◆ What is needed: Exactly as written, please repeat the data that follows, but not the pictures.

+++++

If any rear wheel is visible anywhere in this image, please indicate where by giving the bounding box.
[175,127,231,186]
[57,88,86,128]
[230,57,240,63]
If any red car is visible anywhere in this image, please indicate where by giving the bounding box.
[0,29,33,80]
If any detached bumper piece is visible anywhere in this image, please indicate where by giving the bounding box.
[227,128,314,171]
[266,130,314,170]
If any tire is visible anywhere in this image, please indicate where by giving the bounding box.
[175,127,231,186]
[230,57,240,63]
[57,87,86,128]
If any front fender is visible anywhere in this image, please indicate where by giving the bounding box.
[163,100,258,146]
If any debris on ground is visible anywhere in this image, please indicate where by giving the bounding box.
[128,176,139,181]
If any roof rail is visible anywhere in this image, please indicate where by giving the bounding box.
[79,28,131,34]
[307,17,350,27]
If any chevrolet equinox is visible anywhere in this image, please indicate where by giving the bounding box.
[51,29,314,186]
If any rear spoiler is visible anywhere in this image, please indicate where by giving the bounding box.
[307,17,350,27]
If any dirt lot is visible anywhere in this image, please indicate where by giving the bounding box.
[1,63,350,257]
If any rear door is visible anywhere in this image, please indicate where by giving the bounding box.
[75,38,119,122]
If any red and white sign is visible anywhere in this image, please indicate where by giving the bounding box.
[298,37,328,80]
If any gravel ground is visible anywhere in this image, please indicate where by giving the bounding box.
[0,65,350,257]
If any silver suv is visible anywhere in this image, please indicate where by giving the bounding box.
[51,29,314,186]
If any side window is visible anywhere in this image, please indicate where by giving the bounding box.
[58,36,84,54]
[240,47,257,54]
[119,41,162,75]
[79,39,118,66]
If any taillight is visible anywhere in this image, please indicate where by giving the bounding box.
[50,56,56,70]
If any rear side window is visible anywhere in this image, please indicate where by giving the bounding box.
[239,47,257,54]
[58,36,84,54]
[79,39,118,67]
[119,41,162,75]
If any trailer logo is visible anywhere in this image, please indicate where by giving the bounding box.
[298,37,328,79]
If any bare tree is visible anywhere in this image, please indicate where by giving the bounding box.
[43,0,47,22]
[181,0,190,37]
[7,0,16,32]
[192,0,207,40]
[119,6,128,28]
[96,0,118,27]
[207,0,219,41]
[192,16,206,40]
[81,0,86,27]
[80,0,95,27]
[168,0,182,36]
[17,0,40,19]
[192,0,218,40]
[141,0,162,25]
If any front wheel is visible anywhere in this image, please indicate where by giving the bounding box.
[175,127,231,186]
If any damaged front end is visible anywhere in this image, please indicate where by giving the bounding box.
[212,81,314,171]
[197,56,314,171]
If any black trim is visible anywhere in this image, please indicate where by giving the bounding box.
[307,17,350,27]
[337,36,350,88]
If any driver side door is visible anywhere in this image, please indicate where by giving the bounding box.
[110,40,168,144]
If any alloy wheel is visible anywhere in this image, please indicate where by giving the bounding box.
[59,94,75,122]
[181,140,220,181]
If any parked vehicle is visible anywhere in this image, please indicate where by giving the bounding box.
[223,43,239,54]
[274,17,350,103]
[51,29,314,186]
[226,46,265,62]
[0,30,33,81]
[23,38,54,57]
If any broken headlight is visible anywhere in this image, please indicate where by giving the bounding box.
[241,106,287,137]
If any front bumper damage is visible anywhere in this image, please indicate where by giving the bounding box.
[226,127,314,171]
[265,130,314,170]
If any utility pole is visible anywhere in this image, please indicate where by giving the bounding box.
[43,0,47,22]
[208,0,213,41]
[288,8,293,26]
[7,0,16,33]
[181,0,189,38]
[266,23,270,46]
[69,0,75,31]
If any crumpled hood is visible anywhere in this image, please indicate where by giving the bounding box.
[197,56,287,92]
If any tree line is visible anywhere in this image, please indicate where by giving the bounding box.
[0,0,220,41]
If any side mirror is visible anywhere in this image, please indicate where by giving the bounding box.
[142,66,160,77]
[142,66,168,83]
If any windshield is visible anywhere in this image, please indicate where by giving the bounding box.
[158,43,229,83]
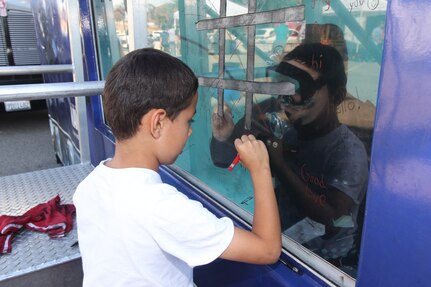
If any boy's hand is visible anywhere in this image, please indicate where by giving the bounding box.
[234,134,270,174]
[212,104,234,142]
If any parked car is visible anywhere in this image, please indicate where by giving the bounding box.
[148,31,163,49]
[255,27,275,43]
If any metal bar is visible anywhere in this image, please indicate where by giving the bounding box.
[244,92,253,130]
[217,0,227,118]
[0,64,74,75]
[204,6,271,70]
[196,6,304,30]
[246,13,256,79]
[0,81,104,102]
[199,77,294,95]
[248,0,256,14]
[244,0,256,130]
[67,0,90,163]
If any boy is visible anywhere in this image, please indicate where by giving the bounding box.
[73,48,281,287]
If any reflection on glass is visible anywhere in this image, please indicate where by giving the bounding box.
[254,22,305,80]
[93,0,129,79]
[204,0,248,17]
[111,1,129,56]
[205,0,220,18]
[256,0,306,12]
[175,86,256,214]
[226,0,247,16]
[184,1,387,276]
[224,27,247,80]
[181,0,387,280]
[147,1,180,57]
[210,41,369,278]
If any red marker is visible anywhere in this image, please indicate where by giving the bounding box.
[228,154,241,171]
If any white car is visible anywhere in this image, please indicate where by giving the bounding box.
[255,28,275,44]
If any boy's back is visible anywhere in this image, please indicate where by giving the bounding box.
[74,160,233,287]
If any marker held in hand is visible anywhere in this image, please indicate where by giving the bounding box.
[228,154,241,171]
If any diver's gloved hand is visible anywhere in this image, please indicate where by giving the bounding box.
[211,104,234,142]
[264,137,298,173]
[264,137,285,171]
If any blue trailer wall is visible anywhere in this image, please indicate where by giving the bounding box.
[357,1,431,286]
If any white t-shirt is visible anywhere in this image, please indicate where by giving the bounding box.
[73,160,234,287]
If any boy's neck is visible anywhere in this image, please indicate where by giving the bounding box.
[106,139,159,172]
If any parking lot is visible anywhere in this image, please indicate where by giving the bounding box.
[0,109,61,176]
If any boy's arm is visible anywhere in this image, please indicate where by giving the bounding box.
[219,134,281,264]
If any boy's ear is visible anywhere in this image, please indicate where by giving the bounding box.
[148,109,167,139]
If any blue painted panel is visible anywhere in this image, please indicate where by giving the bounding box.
[357,1,431,286]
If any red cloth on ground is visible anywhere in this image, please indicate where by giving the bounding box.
[0,195,75,254]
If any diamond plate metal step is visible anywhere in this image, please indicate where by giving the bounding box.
[0,163,93,282]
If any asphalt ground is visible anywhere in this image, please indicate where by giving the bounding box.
[0,109,61,177]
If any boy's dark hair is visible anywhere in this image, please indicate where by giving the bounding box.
[103,48,198,141]
[283,43,347,106]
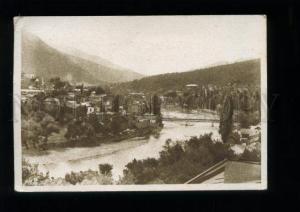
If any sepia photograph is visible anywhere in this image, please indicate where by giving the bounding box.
[13,15,267,191]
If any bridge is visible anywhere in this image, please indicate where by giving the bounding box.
[162,117,220,122]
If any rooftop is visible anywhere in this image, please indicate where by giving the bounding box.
[186,84,198,87]
[185,159,261,184]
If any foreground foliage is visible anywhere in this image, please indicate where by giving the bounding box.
[22,130,261,185]
[119,133,228,184]
[22,159,113,186]
[22,111,60,150]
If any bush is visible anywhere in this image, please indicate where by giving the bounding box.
[65,172,84,185]
[123,158,160,184]
[65,120,96,145]
[238,110,260,129]
[65,169,113,185]
[22,159,52,186]
[238,111,251,128]
[240,143,261,162]
[21,112,60,150]
[22,160,114,186]
[99,164,113,176]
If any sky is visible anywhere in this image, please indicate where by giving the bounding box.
[18,16,266,76]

+++++

◆ Exercise response:
If any rear wheel is visible anywhere in this image, please indicate where by giving the bounding box.
[175,127,231,186]
[57,88,86,128]
[230,57,240,63]
If any red car is visible anywhere in this image, please indicate where by giving the bounding box.
[0,29,33,80]
If any detached bumper piece is visible anywhere in this image, please indicate where by giving the bounding box.
[227,128,314,171]
[266,130,314,170]
If any tire is visible anywhere in this image, please indicate where by giving the bounding box.
[175,127,231,186]
[230,57,240,63]
[57,87,86,128]
If any front fender is visible anywhere in this image, please indicate where by giving the bounding box.
[163,100,258,146]
If any debris on ground is visible anywhere in this image, please indicate where by giving the bounding box.
[128,176,139,181]
If any roof rail is visible anywhere in this image, please indicate where by giving the bounding box.
[79,28,131,34]
[307,17,350,27]
If any chevrolet equinox is visible anywhere in this image, please indicate where by giving the bounding box.
[51,29,314,186]
If any rear spoiler is visible anywhere in this image, please indicate where by giving the bounding box.
[307,17,350,27]
If any dirt lot is visible anywhere in this image, please indicate where by giving the bounding box.
[1,63,350,257]
If any rear door is visible anywhere in this image, please indicate where by giving the bounding box.
[75,38,119,122]
If any red and white sign is visible anywhere in this image, please indicate where by giving the bounding box.
[298,37,328,80]
If any gravel ground is visible anywhere in this image, please indicate where by giving the bounding box.
[0,65,350,257]
If any silver suv is visible anywhere in this image, please indicate where by giving the bounding box.
[51,29,314,186]
If any side window is visible anywhere in this image, please indicate where by giving the bounding box.
[58,36,84,54]
[240,47,257,54]
[119,41,162,75]
[79,39,118,66]
If any taillight is visible anywhere in this image, please indicate where by giving the bounding box.
[50,56,56,70]
If any rear side window is visible anywhere in this image, please indicate where by giving the bounding box.
[239,47,257,54]
[58,36,84,54]
[79,39,118,67]
[119,41,162,75]
If any trailer logo is visible anywhere in this image, please indicate where by giving the bounding box.
[298,37,328,79]
If any bare tree is visible anywhere in this image, please indicate where by giving the bounding box.
[43,0,47,22]
[181,0,190,37]
[7,0,16,32]
[192,0,207,40]
[119,6,128,28]
[96,0,118,27]
[207,0,219,41]
[192,16,206,40]
[81,0,86,27]
[80,0,95,27]
[168,0,182,36]
[17,0,40,19]
[192,0,218,40]
[141,0,162,25]
If any front wheel is visible anywhere in this image, please indicate where by giving the bounding box.
[175,127,231,186]
If any damaged front end is visible anywhere in this image, please indicate where by giving the bounding box.
[212,81,314,171]
[197,56,314,171]
If any black trim is visible anywhere in this image, please indicate where by giving the bounding box.
[307,17,350,27]
[337,36,350,88]
If any driver side door is visible anywhere in this image, please indicate where by giving the bounding box.
[110,40,168,144]
If any alloy wheel is visible anywhere in this image, please indicate where by giving the bounding box.
[59,94,75,122]
[181,140,220,181]
If any parked vehicle is visible anywhere in this image, please indicate where by giving the bounding box.
[223,43,239,54]
[274,17,350,103]
[51,29,314,186]
[226,46,265,62]
[0,30,33,81]
[23,38,54,57]
If any broken headlight is visible anywhere in this image, please indicate where by giving the bounding box.
[241,106,287,137]
If any front bumper damage is visible anywhere in this image, please indicate where by giving the bounding box.
[226,127,314,171]
[265,130,314,170]
If any utility pole is visible anywhere in this image, please indicate where by giving the bounding box.
[43,0,47,22]
[208,0,213,41]
[288,8,293,26]
[7,0,16,33]
[181,0,189,38]
[266,23,270,46]
[69,0,75,31]
If any crumpled hood is visible anywhere in this image, please indicate where by giving the bounding box.
[197,56,287,92]
If any tree line is visible anywhere in this image, please indicate where by giving the bounding box.
[0,0,220,41]
If any side mirror is visible anywhere in this image, please indicate where by giving the bounding box.
[142,66,160,77]
[142,66,168,83]
If any windshield is visible anywhere in this image, please indicate where by giving the bounding box.
[158,43,229,83]
If any boy's hand is visible anywhere in this image, please indicate where by giving the bounding box.
[234,134,270,174]
[212,104,234,142]
If any parked car is visible anywhere in this image, please indicate where by giving the bounding box.
[148,31,163,49]
[255,27,275,43]
If any metal bar is visible anywhere in this image, please indicate where by giving the bounding box.
[244,92,253,130]
[217,0,227,118]
[0,64,74,75]
[204,6,271,70]
[196,6,304,30]
[246,13,256,79]
[0,81,104,102]
[199,77,294,95]
[248,0,256,14]
[244,0,256,130]
[67,0,90,163]
If any boy is visible anywhere in this image, please indicate where by giving the bounding box.
[73,48,281,287]
If any reflection on glass is visible anywhere in this image, please indicate where by giving the bounding box.
[254,22,305,80]
[93,0,129,79]
[204,0,248,17]
[111,1,129,56]
[205,0,220,18]
[256,0,306,12]
[175,86,256,214]
[226,0,247,16]
[184,1,387,276]
[224,27,247,80]
[181,0,387,280]
[147,1,180,57]
[210,41,369,278]
If any red marker is visible anywhere in this image, please indicate where by giving the bounding box.
[228,154,241,171]
If any white car is visible anywhere in this image, please indicate where by giving the bounding box.
[255,28,275,44]
If any boy's back is visible anywhere in this image, please indicate where by giving the bounding box.
[74,160,233,287]
If any marker held in hand is visible anywhere in this image, please indicate where by giving the bounding box.
[228,154,241,171]
If any diver's gloved hand is visible anywhere in this image, please indicate where by giving the bounding box.
[211,104,234,142]
[264,137,298,173]
[264,137,285,171]
If any blue trailer wall is visible anywhere in this image, please indicate where by giving the bounding box.
[357,1,431,286]
If any white t-shirt is visible anywhere in this image, please indicate where by giving the bounding box.
[73,160,234,287]
If any boy's neck is visible anywhere in this image, please indicate where by giving the bounding box.
[106,139,159,172]
If any parking lot is visible anywhere in this image, please indicate where by giving the bounding box.
[0,109,61,176]
If any boy's arm is visible anywhere in this image, please indicate where by giving the bounding box.
[219,134,281,264]
If any boy's ear is visible anywhere in this image, please indicate where by giving the bounding box.
[148,109,167,139]
If any blue painted panel is visible anywhere in this image, please indicate where by giving the bounding box.
[357,1,431,286]
If any red cloth on ground is visible anywhere in this image, please indicate where by giving the bounding box.
[0,195,75,254]
If any diamond plate metal step is visible anywhere in this image, please indicate where by giving the bounding box.
[0,163,93,282]
If any asphalt ground is visible anywhere in this image, please indicate where by giving the bounding box.
[0,109,61,177]
If any boy's dark hair is visible anywhere in this image, please indicate where by giving the bounding box.
[103,48,198,141]
[283,43,347,106]
If any sepia photograph is visible anywhere in this image, please indicate where by giving the bounding box.
[13,15,267,191]
If any bridge is visible anywhere in this image, please indicate where by giving the bounding box.
[162,117,220,122]
If any rooftop is visible anywhere in this image, please indicate where by giving the bounding box.
[186,84,198,87]
[185,159,261,184]
If any foreground foliage is visible anywhere in this image, please indicate where by giving the bounding box.
[22,130,261,185]
[119,133,228,184]
[22,159,113,186]
[22,111,60,150]
If any bush is visible anywhere in this image, please indicate where by giving the bounding box.
[65,172,84,185]
[123,158,160,184]
[65,120,96,145]
[238,110,260,129]
[65,169,113,185]
[22,159,52,186]
[238,111,251,128]
[240,143,261,162]
[21,112,60,150]
[22,160,114,186]
[99,164,113,176]
If any sky is visible anywhere in this image, please indicate where by giving the bounding box.
[18,16,266,76]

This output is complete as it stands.